## [KUTIPAN DOKUMEN]
Tentang Moralitas Ekologis
DS: Anda jelas sangat berhati-hati terhadap posisi pemahaman idealistik lingkungan hidup yang berbasis pada pandangan “ekosentris”, semangat abad baru, dan sebagainya. Anda juga berpendapat krisis ekologi saat ini juga merupakan krisis nilai--yang muncul dari dominasi nilai-nilai pasar dibanding yang lain. Berarti anda menyatakan kita membutuhkan “revolusi moral” dalam hubungan kita dengan alam, revolusi tidak hanya terhadap tindakan-tindakan dan keputusan-keputusan yang tidak bertanggung jawab yang diambil oleh konsumen perorangan, politisi, dan para pejabat tinggi eksekuti, tetapi juga terhadap “amoralitas tingkat tinggi” sistem kapitalisme itu sendiri. Bagaimana caranya kita menerapkan kategori-kategori moral terhadap pelaksanaan sebuah sistem sosial? Apakah itu berarti menyepelekan tanggung jawab individu yang sekarang diteriakkan oleh para ahli lingkungan hidup?
JBF: Memang agak sulit membicarakkan moralitas pada tahap ini, tetapi perlu dilakukan jika kita tidak ingin meletakkan kesalahan pada individu tertentu atas kerusakkan ekologi yang dipicu oleh sistem pasar para kapitalis. Aku mengutip istilah “amoralitas tingkat tinggi” dari C. Wright Mills, beliau juga menggunakannya untuk mengekspresikan kepedulian terhadap status moral struktur-struktur sosial yang membentuk dan membatasi pilihan dan tindakan seseorang.
Seiring dengan berjalannya waktu, kita terbiasa menerima prinsip-prinsip dasar moral tertentu dalam melihat perkembangan manusia--contohnya, setiap orang tidak bebas dari tekanan dan kontrol, berhak mengembangkan bakat dan kemampuan masing-masing, berpartisipasi dalam proses demokrasi, dan lain sebagainya. Prinsip-prinsip tersebut tentu saja terikat pada soal-soal yang berkaitan dengan perkembangan sosial yang lebih umum dan, berarti, prinsip-prinsip dasar tersebut terbentuk seiring dengan pergulatan manusia dan, dalam prakteknya, memiliki kondisi-kondisi sosial tertentu.
Jadi bagaimana kita melihat sebuah sistem sosial yang menghambat perkembangan manusia seperti itu? Bagaimana jika sistem tersebut, seperti yang kita miliki, sebenarnya membatasi kebebasan berkembang keseluruhan populasi dan, hanya, dikuasai oleh segelintir orang? Bagaimana jika sistem tersebut, hanya, mengutamakan kepentingan para penanam modal kaya, dan mengabaikan nasib seluruh populasi sekarang dan keturunannya? Buat aku, sitim tersebut terlihat sebagai bentuk “amoralitas tingkat tinggi.”

## [LATIHAN SINGKAT 1]
Tuliskan kembali bagian teks tentang moralitas ekologis dari "JBF: Memang agak" sampai "dan tindakan seseorang." tanpa mengubah satu kata pun.
## [LATIHAN SINGKAT 2]
Pilih semua baris dalam catatan di bawah yang mengandung kata "iron", lalu salin baris-baris tersebut.

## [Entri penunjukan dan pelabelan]

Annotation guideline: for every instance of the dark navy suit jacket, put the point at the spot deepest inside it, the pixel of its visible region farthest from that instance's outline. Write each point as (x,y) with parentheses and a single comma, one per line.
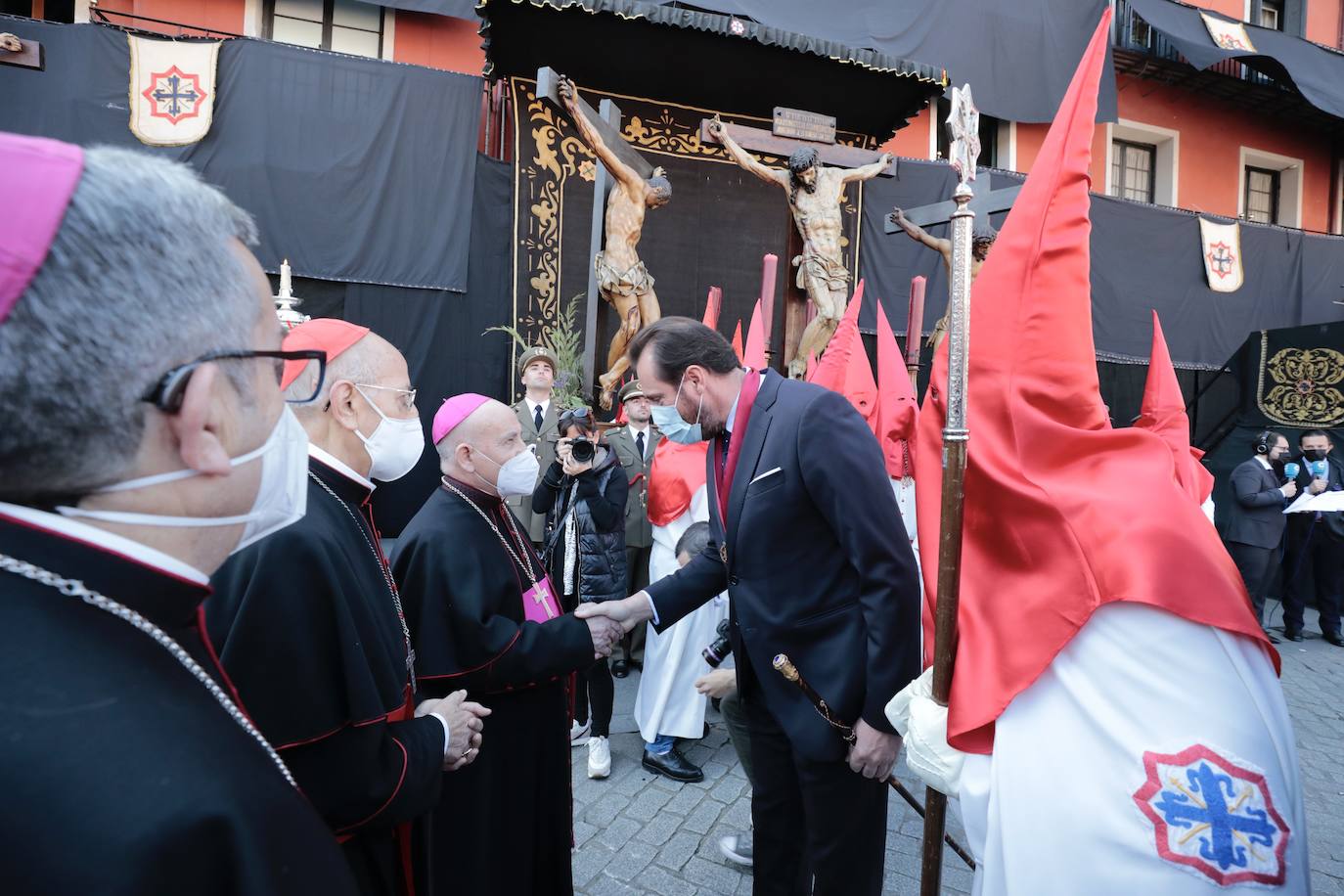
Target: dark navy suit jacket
(1257,515)
(819,565)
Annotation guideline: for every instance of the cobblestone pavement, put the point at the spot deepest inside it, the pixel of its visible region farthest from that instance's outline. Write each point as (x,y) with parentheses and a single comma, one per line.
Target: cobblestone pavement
(642,833)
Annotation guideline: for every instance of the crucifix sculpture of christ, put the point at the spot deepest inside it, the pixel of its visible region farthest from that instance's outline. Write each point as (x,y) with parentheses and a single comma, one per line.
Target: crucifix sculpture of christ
(813,193)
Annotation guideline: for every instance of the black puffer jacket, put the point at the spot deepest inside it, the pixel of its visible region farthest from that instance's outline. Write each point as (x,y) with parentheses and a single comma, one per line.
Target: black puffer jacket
(600,516)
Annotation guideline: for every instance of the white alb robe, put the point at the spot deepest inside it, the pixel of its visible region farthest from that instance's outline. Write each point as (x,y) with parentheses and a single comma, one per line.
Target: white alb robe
(667,701)
(1055,809)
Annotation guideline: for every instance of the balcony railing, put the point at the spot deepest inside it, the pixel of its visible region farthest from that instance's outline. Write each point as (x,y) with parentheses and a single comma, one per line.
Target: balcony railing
(1132,32)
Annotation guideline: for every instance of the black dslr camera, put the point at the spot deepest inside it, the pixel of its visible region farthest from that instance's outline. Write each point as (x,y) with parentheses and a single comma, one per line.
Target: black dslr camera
(582,449)
(719,649)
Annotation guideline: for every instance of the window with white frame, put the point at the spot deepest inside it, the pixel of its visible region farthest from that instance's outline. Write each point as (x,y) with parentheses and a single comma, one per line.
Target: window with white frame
(1271,188)
(343,25)
(1132,169)
(1143,162)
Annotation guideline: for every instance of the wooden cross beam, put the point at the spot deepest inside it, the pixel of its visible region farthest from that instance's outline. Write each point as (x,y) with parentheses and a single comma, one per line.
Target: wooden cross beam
(549,86)
(984,203)
(762,140)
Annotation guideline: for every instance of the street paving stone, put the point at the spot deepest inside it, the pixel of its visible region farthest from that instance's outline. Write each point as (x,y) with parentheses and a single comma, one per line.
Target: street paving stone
(639,833)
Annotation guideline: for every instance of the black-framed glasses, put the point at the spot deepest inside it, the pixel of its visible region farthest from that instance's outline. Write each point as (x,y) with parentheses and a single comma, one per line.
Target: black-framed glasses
(168,391)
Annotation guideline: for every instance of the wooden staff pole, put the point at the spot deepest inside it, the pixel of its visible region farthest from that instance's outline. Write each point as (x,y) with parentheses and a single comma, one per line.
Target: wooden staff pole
(915,330)
(963,124)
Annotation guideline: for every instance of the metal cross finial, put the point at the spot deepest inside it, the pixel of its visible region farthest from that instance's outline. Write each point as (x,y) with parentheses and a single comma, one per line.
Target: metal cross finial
(963,129)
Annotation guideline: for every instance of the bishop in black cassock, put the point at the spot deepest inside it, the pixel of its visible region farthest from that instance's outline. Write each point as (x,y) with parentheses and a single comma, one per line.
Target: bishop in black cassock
(311,628)
(467,567)
(128,763)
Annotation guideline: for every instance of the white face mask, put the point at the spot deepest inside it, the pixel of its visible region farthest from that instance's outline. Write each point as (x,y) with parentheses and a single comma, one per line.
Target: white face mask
(281,499)
(395,445)
(517,474)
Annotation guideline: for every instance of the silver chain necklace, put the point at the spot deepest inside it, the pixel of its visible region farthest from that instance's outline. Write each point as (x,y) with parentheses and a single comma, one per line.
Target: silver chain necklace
(75,589)
(387,578)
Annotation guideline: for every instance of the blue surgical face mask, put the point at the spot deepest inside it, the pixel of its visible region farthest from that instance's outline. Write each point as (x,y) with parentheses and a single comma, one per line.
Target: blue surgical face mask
(668,420)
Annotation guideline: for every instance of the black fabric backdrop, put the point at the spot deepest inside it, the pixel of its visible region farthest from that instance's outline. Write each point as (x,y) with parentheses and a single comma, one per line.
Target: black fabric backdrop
(1017,57)
(1142,256)
(355,169)
(438,331)
(1319,72)
(1258,407)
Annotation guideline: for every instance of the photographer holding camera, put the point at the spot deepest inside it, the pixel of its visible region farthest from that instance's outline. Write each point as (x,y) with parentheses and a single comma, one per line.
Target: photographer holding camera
(582,496)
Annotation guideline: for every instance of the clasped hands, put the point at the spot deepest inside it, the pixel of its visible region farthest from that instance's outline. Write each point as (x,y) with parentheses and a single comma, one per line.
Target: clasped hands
(466,722)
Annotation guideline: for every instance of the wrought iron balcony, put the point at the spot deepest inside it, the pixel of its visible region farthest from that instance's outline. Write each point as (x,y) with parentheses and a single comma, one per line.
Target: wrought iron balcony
(1129,32)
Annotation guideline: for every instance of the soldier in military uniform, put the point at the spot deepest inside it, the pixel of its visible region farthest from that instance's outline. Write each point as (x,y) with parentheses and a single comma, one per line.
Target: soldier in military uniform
(538,414)
(635,445)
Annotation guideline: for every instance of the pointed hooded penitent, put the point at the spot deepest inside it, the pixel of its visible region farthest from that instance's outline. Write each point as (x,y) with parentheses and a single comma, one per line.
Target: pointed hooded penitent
(1164,413)
(844,366)
(897,407)
(1062,512)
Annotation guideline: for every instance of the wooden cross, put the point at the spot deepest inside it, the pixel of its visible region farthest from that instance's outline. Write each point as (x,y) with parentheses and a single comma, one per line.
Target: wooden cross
(984,203)
(762,140)
(606,121)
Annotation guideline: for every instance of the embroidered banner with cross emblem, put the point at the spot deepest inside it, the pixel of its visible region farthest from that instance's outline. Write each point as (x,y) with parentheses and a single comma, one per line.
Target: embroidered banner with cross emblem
(1214,816)
(172,89)
(1221,245)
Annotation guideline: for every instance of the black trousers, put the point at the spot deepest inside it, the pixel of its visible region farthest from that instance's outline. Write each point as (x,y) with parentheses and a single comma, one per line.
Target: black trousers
(596,684)
(816,817)
(1318,557)
(1257,567)
(636,579)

## [PENYELESAIAN LENGKAP 1]
JBF: Memang agak sulit membicarakkan moralitas pada tahap ini, tetapi perlu dilakukan jika kita tidak ingin meletakkan kesalahan pada individu tertentu atas kerusakkan ekologi yang dipicu oleh sistem pasar para kapitalis. Aku mengutip istilah “amoralitas tingkat tinggi” dari C. Wright Mills, beliau juga menggunakannya untuk mengekspresikan kepedulian terhadap status moral struktur-struktur sosial yang membentuk dan membatasi pilihan dan tindakan seseorang.

## [PENYELESAIAN LENGKAP 2]
Annotation guideline: for every instance of the wrought iron balcony, put the point at the spot deepest inside it, the pixel of its visible region farthest from that instance's outline. Write each point as (x,y) with parentheses and a single comma, one per line.
Target: wrought iron balcony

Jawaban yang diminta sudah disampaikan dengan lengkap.